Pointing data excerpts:
···

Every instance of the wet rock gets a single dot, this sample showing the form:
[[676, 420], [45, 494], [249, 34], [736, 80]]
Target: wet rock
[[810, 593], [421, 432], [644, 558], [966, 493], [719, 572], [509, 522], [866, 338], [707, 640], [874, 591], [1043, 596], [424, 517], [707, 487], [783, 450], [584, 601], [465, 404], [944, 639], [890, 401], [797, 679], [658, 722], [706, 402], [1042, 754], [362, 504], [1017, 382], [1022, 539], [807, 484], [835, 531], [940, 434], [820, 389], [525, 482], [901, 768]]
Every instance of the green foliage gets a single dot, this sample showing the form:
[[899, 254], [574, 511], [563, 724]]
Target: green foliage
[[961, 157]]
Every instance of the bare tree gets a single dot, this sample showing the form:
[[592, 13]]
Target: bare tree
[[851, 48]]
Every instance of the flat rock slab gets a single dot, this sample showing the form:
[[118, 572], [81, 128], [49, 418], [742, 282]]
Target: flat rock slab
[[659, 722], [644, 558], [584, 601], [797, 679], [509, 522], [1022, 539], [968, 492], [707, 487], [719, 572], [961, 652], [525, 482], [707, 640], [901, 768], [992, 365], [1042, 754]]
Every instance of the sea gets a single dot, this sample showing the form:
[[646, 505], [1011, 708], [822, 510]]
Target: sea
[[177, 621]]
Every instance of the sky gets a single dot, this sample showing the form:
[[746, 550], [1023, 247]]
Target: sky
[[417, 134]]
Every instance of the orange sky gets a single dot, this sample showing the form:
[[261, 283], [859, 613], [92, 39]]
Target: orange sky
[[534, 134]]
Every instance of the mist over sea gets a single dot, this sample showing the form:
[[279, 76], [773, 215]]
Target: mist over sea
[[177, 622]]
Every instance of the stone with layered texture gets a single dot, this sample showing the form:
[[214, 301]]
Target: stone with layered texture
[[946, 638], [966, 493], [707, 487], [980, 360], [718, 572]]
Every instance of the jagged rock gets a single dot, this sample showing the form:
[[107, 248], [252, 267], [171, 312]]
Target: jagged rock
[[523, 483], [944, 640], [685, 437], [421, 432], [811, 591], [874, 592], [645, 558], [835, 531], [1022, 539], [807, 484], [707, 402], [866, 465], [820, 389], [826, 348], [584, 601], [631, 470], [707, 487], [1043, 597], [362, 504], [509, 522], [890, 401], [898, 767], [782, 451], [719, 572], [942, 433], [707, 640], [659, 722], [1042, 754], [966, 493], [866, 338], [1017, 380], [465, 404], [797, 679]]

···

Given exercise:
Return the whole listing above verbatim, keeping every line in its original order.

Expected answer:
Every instance of the wet rock gets a single dot, this sample showing the form:
[[676, 420], [45, 494], [249, 34], [736, 80]]
Target: wet rock
[[810, 593], [421, 432], [644, 558], [966, 493], [719, 572], [509, 522], [866, 338], [707, 640], [874, 591], [1043, 596], [424, 517], [707, 487], [783, 450], [584, 601], [465, 404], [944, 639], [890, 401], [797, 679], [658, 722], [706, 402], [1042, 754], [362, 504], [1017, 382], [1022, 539], [807, 484], [835, 531], [940, 434], [820, 389], [525, 482], [901, 768]]
Every instance of the green foliage gets a single dot, this sample showing the form:
[[899, 254], [574, 511], [563, 724]]
Target: green foliage
[[961, 157]]
Every instance of the bare tree gets a single dot, this sample showing the form:
[[592, 13]]
Target: bare tree
[[851, 48]]
Every instance of the flat rock slab gets a single dot, this sample showing the form:
[[118, 572], [81, 128], [49, 418], [742, 282]]
Target: flat rock slab
[[659, 722], [644, 558], [584, 601], [797, 679], [509, 522], [1022, 539], [968, 492], [707, 487], [719, 572], [961, 652], [525, 482], [707, 640], [901, 768], [992, 365], [1042, 754]]
Every instance of the sea gets a single dot, this sample showing the form:
[[646, 505], [1011, 708], [822, 510]]
Target: sea
[[177, 621]]
Every instance of the sky gets a single dot, this sample showing the form:
[[746, 550], [1023, 247]]
Target: sky
[[417, 134]]
Every instance of the orange sky gets a single dot, this sample showing the form:
[[261, 283], [859, 613], [92, 39]]
Target: orange sky
[[534, 134]]
Every instance of the mist over sea gets a single dot, this sample showing the form:
[[279, 76], [773, 215]]
Target: mist over sea
[[177, 622]]
Every instance of the stone with layered texture gets a single dot, this sample showing the form:
[[214, 301]]
Target: stone with layered texture
[[946, 638], [966, 493], [707, 487], [980, 360], [718, 572]]
Every instance of the jagged rock gets a single dot, this sample showing the form:
[[107, 248], [252, 267], [171, 312]]
Target: jagged rock
[[523, 483], [944, 640], [685, 437], [421, 432], [811, 591], [874, 592], [645, 558], [835, 531], [1022, 539], [807, 484], [707, 402], [866, 465], [820, 389], [826, 348], [584, 601], [631, 470], [707, 487], [1043, 597], [362, 504], [509, 522], [890, 401], [898, 767], [782, 451], [719, 572], [942, 433], [707, 640], [659, 722], [1042, 754], [966, 493], [866, 338], [1017, 380], [465, 404], [797, 679]]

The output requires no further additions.